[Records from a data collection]
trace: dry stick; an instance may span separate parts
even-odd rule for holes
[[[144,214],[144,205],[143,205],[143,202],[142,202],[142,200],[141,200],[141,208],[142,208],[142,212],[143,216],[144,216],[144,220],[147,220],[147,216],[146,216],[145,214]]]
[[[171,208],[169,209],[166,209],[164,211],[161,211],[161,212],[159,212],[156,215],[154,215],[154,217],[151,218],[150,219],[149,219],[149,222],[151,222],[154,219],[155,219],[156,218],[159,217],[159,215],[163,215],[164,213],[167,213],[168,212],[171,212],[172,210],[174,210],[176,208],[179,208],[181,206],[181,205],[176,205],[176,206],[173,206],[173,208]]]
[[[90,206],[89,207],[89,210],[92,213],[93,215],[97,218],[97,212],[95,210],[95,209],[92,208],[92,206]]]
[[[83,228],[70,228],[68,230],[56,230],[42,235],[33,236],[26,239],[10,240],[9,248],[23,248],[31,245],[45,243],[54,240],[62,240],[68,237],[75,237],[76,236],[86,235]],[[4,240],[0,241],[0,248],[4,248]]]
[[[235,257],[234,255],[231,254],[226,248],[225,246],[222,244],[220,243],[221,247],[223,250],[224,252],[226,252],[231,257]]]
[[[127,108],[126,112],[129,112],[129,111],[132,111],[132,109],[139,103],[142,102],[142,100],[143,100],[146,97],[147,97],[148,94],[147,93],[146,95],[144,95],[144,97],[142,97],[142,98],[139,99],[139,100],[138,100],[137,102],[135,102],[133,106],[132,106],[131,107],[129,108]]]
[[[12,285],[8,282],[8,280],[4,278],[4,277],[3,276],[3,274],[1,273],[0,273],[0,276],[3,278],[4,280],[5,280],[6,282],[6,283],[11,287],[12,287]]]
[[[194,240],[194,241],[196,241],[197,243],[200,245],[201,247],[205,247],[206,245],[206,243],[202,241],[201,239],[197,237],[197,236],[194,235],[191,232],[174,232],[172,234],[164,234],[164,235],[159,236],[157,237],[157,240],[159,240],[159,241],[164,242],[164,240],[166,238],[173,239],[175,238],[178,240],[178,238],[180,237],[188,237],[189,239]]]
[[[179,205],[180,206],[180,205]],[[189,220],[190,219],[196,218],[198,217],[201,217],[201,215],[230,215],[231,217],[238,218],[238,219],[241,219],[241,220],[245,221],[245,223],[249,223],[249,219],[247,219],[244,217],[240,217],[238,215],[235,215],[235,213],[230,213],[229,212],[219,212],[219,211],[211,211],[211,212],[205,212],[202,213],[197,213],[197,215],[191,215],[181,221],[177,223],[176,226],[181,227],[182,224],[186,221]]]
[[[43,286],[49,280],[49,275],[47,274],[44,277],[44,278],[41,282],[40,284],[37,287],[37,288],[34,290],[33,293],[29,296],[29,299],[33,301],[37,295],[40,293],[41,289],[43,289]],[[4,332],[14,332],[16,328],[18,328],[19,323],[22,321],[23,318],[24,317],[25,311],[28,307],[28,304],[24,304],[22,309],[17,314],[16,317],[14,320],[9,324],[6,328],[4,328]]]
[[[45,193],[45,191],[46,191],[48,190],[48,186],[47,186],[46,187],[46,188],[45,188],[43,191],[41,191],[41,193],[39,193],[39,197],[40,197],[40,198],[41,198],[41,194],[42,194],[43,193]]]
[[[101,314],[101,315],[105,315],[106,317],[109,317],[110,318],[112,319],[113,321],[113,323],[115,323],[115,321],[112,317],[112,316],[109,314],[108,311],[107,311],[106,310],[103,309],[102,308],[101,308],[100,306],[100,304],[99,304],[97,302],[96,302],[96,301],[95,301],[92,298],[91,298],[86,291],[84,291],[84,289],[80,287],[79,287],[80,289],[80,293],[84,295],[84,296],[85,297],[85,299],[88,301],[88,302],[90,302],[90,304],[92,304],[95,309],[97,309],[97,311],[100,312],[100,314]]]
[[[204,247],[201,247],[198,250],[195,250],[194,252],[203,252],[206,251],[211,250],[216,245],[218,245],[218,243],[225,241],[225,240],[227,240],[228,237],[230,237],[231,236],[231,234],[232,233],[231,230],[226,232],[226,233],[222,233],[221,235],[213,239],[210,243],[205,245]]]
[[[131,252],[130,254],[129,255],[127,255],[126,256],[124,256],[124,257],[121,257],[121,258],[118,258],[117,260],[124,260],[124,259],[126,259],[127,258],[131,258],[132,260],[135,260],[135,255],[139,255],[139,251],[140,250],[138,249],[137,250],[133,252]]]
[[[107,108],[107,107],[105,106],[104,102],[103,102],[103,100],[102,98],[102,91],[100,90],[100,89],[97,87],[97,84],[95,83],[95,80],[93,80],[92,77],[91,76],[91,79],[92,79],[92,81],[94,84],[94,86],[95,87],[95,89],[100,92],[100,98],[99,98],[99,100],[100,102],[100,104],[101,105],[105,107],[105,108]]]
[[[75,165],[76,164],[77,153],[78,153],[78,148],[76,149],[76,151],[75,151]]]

• [WHAT YOU NEED TO DO]:
Report how many lines in the entries above contain the string "parts", treating case as significant. Give only the number.

• [COMPLETE RESPONSE]:
1